BLOK TEKSTU:

-
1. Data: 2002-09-14 16:08:51
Temat: Sciagalnosc alimentow a prawa do widzenia
Od: "Izi" <m...@n...zp.pl>
Witam
Moja znajoma ma nastepujacy problem:
Od 10 lat nie mieszka z ojcem swojego dziecka (nie byli malzenstwem), sad
orzekl w stosunku do ojca ograniczenie praw rodzicielskich do jednej wizyty
tygodniowo w miejscu zamieszkania w obecnosci matki dziecka i nalozyl na
niego obowiazek alimentacyjny.
Przez te 10 lat byl spokoj, facet zniknal, alimentow nie placil, wiec placil
ZUS z funduszu alimentacynego. Za gosciem poszedl list gonczy, oczywiscie
bezskutecznie.
2 miesiace temu gosc "wyplynal", wnaszac do sadu pozwe o ...obnizenie
alimentow (ktorych nigdy nie zaplacil). Jednoczesnie nagle zapragnal
pojawiac sie na zasadzonych wizytach, grajac role troskliwego tatusia.
Jednoczesnie dogadal sie z komornkiem, deklarujac splate zadluzenia (ma w
tej chwilo okolo 25 tys zl zaleglosci w ZUSie), zaplacil bodajrze raz 200 zl
i na tym splata sie skonczyla. Zadeklarowal w sadzie ze bedzie lozyc na
dziecko, oczywiscie grosza nie zaplacil, mimo ze ZUS wstrzymal wyplaty z
Funduszu.
Obecnie moja znajoma czeka na wyrok sadu w sprawie obnizenia alimentow,
jednoczesnie jednak co tydzien musi znosci obecnosc tego faceta, ktory
przychodzi i "buntuje" dzieciaka przeciwko matce (11 lat to trudny wiek, ci
co maja dzieci, wiedza jak jest), mowiac jak to ona utrudniala mu kontakt,
tak ze dziecko zaczyna obwiniac matka za to ze nie ma taty.(a przez te
wszystkie lata facet nawet nie zadzwonil, zwlaszcza ze znajoma nie zmieniala
miejsca zamieszkania, wiec wiedzial gdzie szukac)
Pytanie do grupowiczow brzmi:
Jak/czy prawnie mozna zabronic mu wizyt, w przypadku gdy nie wywiazuje sie z
obowiazkow (nie wplaca na utrzymanie dziecka ani grosza). Czy jest jakis
przepis (ustawa) ktora reguluje takie sprawy? Ewentualnie gdzie mozna szukac
pomocy w tej sprawie?
Pozdrawiam
M.Z.
-
2. Data: 2002-09-14 20:59:14
Temat: Odp: Sciagalnosc alimentow a prawa do widzenia
Od: "Sandra" <d...@w...pl>
Użytkownik Izi <m...@n...zp.pl> w wiadomości do grup dyskusyjnych
napisał:alvmrl$iaf$...@n...onet.pl...
> 2 miesiace temu gosc "wyplynal", wnaszac do sadu pozwe o ...obnizenie
> alimentow (ktorych nigdy nie zaplacil).
ma całkowite do tego prawo ...
Jednoczesnie nagle zapragnal
> pojawiac sie na zasadzonych wizytach, grajac role troskliwego tatusia.

POKAZANE DANE:
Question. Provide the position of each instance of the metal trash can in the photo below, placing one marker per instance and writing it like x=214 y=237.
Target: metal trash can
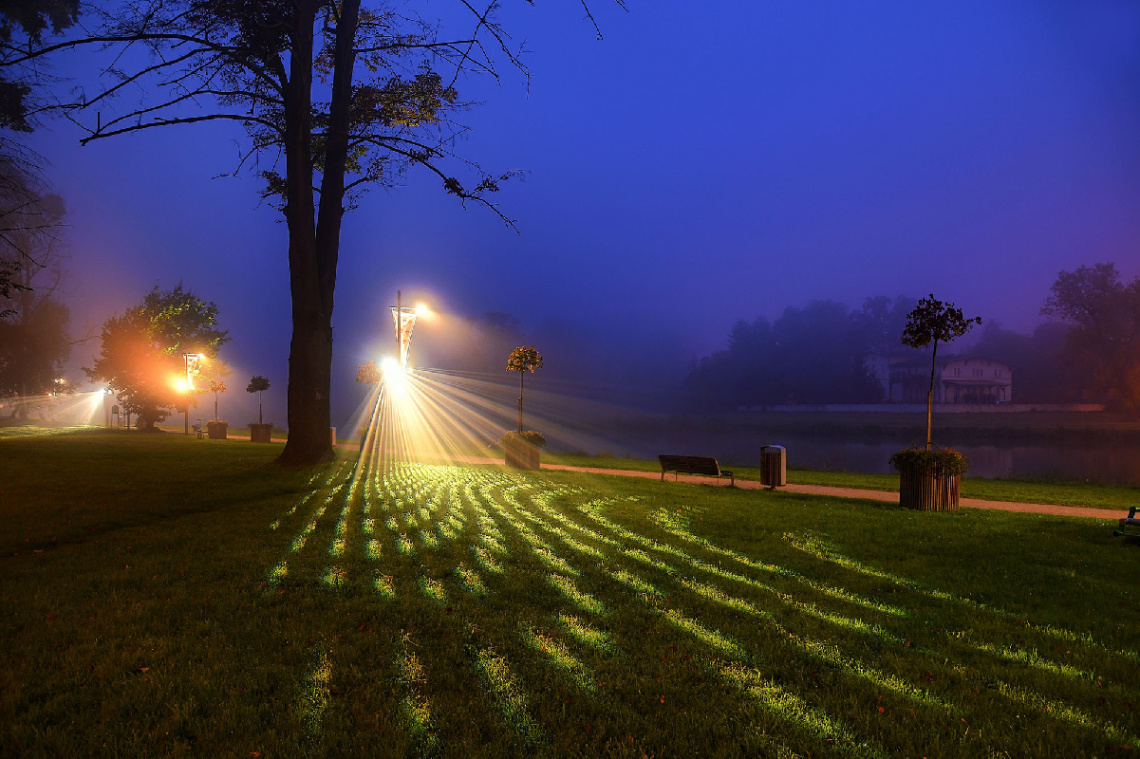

ZADANIE 1:
Odpowiedz krótko na pytania do tekstu o alimentach:
(a) Od ilu lat znajoma nie mieszka z ojcem swojego dziecka?
(b) Jaką zaległość w ZUS ma obecnie ojciec?
(c) Ile lat ma dziecko?
ZADANIE 2: Przedstaw akapit z tekstu o alimentach zaczynający się od „2 miesiace temu gosc” w formie krótkiej listy punktów z jego głównymi faktami.

POPRAWNA ODPOWIEDŹ 1:
(a) Od 10 lat.
(b) Około 25 tys. zł.
(c) 11 lat.

POPRAWNA ODPOWIEDŹ 2:
- Dwa miesiące temu ojciec się pojawił i złożył w sądzie pozew o obniżenie alimentów, których nigdy nie płacił.
- Jednocześnie zaczął przychodzić na zasądzone wizyty, odgrywając rolę troskliwego ojca.
- Dogadał się z komornikiem co do spłaty zadłużenia (około 25 tys. zł zaległości w ZUS), ale zapłacił bodajże raz 200 zł i na tym spłata się skończyła.
- W sądzie zadeklarował, że będzie łożył na dziecko, lecz nie zapłacił ani grosza, choć ZUS wstrzymał wypłaty z Funduszu.